------ Texte extrait ------
La mission d'évaluation de l'Assemblée nationale sur la loi "Claeys-Leonetti", poursuit ses travaux. Ses membres ont auditionné, lundi 30 janvier, des associations aux antipodes l'une de l'autre : l'Association pour le droit de mourir dans la dignité, qui milite depuis 1980 pour une aide active à mourir, et l'Alliance Vita, qui y est farouchement opposée.
"La loi française maintient la question de la fin de vie sous la seule autorité du médecin". C'est par ce constat sans appel que le président de l’Association pour le droit de mourir dans la dignité (ADMD) a introduit son propos devant la mission d’évaluation de la loi du 2 février 2016 créant de nouveaux droits en faveur des malades et des personnes en fin de vie. Jonathan Denis a particulièrement dénoncé la permanence de l'acharnement thérapeutique, alors même qu'il a été proscrit par la loi "Claeys-Leonetti".
Egalement entendu par la mission d'évaluation présidée par Olivier Falorni (MoDem), le docteur Denis Labayle, co-président de l’association "Le Choix - Citoyens pour une mort choisie", a attribué ce phénomène à la loi "de non-assistance à personne en danger" de 1954 qui, faute d'avoir été retravaillée, entre en contradiction avec le principe d’obstination déraisonnable, inscrit dans la loi de 2016. Lui-même médecin hospitalier, Denis Labayle a parlé d'une "épée de Damoclès" pesant sur le personnel soignant, avant d'en conclure que "l’obstination déraisonnable existe toujours, parce qu’il y a cette peur".
------ Données enregistrées ------
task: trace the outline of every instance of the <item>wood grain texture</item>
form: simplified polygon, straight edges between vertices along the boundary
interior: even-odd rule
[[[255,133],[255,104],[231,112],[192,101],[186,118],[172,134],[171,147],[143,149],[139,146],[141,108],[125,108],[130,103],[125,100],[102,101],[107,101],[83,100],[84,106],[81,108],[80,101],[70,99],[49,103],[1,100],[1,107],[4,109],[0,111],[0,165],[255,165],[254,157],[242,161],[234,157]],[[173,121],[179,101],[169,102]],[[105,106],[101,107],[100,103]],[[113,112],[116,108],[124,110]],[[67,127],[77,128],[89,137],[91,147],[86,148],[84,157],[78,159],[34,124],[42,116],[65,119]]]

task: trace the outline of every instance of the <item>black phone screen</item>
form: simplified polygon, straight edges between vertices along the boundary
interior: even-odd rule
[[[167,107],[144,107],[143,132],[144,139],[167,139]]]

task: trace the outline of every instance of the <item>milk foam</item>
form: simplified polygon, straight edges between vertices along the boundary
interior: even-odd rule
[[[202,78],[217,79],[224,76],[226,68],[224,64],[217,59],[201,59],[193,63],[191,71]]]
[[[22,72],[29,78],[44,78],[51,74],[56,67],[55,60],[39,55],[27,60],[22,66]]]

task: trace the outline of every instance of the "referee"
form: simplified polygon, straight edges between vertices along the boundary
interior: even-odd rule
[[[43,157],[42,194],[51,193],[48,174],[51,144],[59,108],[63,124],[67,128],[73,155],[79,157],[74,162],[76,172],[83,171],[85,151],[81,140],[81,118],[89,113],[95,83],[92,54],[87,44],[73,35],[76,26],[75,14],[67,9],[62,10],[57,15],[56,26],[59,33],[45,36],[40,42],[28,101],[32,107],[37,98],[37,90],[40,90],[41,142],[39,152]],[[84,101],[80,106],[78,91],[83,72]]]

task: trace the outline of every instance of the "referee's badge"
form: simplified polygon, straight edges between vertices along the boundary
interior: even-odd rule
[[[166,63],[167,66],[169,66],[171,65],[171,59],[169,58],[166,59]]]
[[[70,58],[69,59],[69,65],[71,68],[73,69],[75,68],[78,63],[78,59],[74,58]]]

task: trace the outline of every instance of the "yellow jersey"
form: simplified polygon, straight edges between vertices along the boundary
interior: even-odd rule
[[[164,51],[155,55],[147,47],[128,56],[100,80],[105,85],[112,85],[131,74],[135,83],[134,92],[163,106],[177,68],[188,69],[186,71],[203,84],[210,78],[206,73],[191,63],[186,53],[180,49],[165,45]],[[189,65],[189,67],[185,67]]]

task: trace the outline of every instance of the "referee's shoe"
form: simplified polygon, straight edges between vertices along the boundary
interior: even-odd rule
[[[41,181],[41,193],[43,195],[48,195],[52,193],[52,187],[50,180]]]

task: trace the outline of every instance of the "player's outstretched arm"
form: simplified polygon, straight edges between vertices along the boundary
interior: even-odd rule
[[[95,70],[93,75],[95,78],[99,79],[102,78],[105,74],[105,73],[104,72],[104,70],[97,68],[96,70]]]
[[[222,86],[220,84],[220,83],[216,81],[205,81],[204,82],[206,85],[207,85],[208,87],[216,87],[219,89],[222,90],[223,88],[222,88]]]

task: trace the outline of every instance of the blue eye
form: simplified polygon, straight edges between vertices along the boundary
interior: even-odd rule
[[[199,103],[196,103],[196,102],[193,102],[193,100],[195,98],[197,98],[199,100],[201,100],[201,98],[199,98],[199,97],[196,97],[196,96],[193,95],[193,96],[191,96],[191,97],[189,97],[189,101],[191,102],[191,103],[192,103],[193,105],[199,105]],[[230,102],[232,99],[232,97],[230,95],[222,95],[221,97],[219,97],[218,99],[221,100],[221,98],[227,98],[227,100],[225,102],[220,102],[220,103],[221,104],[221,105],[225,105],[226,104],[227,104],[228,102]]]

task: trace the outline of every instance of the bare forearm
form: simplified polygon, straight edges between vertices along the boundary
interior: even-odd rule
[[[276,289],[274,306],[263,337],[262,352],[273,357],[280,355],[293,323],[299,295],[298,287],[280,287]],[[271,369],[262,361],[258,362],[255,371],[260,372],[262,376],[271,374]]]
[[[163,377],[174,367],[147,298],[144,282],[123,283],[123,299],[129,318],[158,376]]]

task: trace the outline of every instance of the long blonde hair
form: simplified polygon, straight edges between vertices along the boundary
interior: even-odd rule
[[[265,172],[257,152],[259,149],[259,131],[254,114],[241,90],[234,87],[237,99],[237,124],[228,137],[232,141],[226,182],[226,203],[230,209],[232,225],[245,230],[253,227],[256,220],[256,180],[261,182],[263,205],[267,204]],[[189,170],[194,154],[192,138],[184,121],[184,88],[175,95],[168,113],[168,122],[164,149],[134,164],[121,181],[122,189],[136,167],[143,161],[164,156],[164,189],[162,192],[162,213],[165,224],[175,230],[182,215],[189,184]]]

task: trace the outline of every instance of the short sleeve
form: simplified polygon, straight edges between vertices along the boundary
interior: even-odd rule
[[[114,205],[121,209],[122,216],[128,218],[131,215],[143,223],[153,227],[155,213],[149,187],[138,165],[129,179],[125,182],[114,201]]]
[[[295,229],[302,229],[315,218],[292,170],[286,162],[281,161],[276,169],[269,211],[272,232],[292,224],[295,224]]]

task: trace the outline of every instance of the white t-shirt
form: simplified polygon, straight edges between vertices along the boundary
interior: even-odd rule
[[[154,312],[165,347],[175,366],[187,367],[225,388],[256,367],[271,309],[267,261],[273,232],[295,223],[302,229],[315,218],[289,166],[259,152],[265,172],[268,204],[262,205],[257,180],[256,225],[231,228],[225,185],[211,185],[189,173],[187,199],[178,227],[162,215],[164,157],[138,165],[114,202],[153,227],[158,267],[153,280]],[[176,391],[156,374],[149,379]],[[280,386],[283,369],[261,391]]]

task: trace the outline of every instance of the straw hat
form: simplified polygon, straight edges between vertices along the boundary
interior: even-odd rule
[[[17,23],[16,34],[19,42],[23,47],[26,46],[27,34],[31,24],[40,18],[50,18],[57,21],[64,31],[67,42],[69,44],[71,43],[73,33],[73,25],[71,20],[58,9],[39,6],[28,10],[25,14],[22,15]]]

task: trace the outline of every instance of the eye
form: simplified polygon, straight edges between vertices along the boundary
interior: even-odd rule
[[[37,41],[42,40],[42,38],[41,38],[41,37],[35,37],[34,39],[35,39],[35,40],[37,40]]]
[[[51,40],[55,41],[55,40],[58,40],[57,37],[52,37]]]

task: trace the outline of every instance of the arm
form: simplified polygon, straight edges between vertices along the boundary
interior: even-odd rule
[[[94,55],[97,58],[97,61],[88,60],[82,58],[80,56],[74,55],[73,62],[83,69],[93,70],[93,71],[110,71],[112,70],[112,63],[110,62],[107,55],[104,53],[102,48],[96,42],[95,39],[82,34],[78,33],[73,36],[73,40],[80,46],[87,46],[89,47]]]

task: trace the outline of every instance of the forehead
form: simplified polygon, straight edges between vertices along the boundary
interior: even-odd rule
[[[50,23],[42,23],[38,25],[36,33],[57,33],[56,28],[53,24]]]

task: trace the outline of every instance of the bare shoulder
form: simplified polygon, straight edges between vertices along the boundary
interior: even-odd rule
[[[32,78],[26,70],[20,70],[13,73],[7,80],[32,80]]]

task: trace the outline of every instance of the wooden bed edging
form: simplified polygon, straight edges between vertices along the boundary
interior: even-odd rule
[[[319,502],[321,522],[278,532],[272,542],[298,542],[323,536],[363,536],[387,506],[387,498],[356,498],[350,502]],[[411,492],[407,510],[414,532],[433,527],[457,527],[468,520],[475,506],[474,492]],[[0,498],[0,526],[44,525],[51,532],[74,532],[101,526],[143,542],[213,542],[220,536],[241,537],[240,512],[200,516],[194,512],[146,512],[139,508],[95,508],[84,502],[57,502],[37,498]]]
------
→ **Consignes des exercices**
[A] D'après le texte sur la loi Claeys-Leonetti, depuis quelle année l'Association pour le droit de mourir dans la dignité milite-t-elle pour une aide active à mourir ?
[B] Traduisez en anglais cette phrase du texte sur la loi Claeys-Leonetti : « Jonathan Denis a particulièrement dénoncé la permanence de l'acharnement thérapeutique, alors même qu'il a été proscrit par la loi "Claeys-Leonetti". »
[C] Recopiez mot pour mot, dans le texte sur la loi Claeys-Leonetti, le passage allant de « La mission d'évaluation de » jusqu'à « est farouchement opposée. ».

→ **Corrigé des exercices**
[A] Depuis 1980.

[B] Jonathan Denis particularly denounced the persistence of aggressive medical treatment, even though it was prohibited by the "Claeys-Leonetti" law.

[C]
La mission d'évaluation de l'Assemblée nationale sur la loi "Claeys-Leonetti", poursuit ses travaux. Ses membres ont auditionné, lundi 30 janvier, des associations aux antipodes l'une de l'autre : l'Association pour le droit de mourir dans la dignité, qui milite depuis 1980 pour une aide active à mourir, et l'Alliance Vita, qui y est farouchement opposée.